▶ EXERCISE
In the listing that follows, the range to quote begins at the line that has "Target: watch face" and ends after the line that has "Where can the tattooed forearm"; quote it verbatim and add nothing.

▶ DATA EXTRACTS
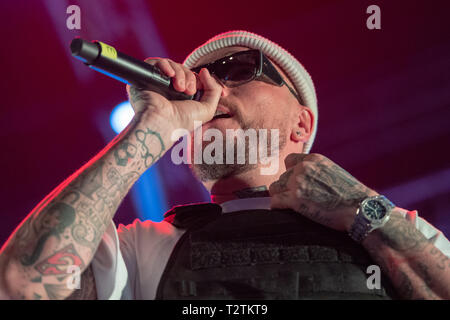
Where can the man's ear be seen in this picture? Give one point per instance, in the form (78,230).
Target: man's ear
(302,128)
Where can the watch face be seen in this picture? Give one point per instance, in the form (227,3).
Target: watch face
(374,210)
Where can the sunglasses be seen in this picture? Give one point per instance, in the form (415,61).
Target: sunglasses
(245,66)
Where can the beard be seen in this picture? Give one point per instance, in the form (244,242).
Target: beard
(216,171)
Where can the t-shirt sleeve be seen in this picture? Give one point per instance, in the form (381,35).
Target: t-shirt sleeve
(108,265)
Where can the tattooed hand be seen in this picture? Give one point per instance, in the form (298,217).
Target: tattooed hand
(179,114)
(317,188)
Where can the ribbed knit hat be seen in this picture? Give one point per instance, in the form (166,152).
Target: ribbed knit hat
(294,70)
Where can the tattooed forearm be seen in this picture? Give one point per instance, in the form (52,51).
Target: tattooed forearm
(88,289)
(144,138)
(414,265)
(124,153)
(66,228)
(331,187)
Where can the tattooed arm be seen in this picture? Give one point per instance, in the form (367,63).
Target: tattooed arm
(322,191)
(415,266)
(66,227)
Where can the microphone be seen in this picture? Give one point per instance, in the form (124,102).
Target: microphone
(107,60)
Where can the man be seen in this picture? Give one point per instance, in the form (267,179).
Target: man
(325,227)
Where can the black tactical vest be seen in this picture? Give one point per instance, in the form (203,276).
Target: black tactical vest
(263,254)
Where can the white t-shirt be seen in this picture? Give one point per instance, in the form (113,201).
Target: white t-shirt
(129,262)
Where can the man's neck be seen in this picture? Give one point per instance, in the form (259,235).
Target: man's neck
(243,186)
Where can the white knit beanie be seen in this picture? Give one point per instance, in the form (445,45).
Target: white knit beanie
(294,70)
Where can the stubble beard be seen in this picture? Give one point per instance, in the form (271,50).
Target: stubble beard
(213,172)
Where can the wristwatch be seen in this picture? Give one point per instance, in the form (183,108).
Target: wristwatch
(373,213)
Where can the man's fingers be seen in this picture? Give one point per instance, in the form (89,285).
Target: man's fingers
(180,76)
(212,89)
(294,158)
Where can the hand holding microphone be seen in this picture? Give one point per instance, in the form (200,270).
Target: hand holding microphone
(178,113)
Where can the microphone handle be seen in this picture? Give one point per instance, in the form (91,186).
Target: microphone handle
(115,64)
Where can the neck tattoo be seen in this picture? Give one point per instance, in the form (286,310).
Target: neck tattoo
(253,192)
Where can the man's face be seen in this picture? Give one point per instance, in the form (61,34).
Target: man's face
(254,105)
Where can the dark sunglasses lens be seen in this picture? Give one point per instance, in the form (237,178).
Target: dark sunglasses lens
(234,73)
(235,70)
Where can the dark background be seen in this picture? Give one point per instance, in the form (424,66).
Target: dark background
(383,94)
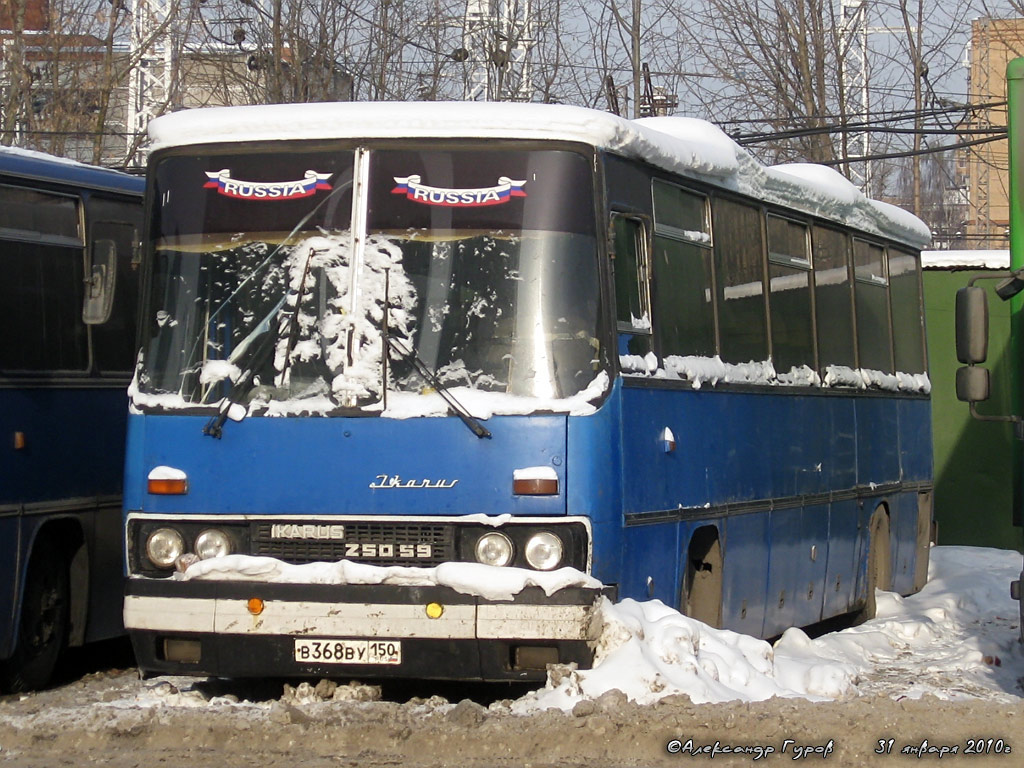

▶ ANSWER SECTION
Target: watch face
(374,210)
Where can the sunglasses be seen in this picture? Give one point per instance, in the form (415,61).
Target: sunglasses
(245,66)
Where can the beard be seen in this picture? Give one point per instance, in the form (244,242).
Target: beard
(216,171)
Where can the t-shirt sleeve be seen in this picture? Give one point per instance, in the form (381,35).
Target: t-shirt sleeve
(108,265)
Where can the tattooed hand be seen in this picture? Give one point per instance, in the form (298,217).
Target: tattooed hand
(179,114)
(317,188)
Where can the ribbed knit hat be seen in this picture? Give one point per instance, in the form (166,152).
Target: ribbed knit hat
(294,70)
Where can the tattooed forearm be seen in this picture? Give one point per instance, in the form (52,51).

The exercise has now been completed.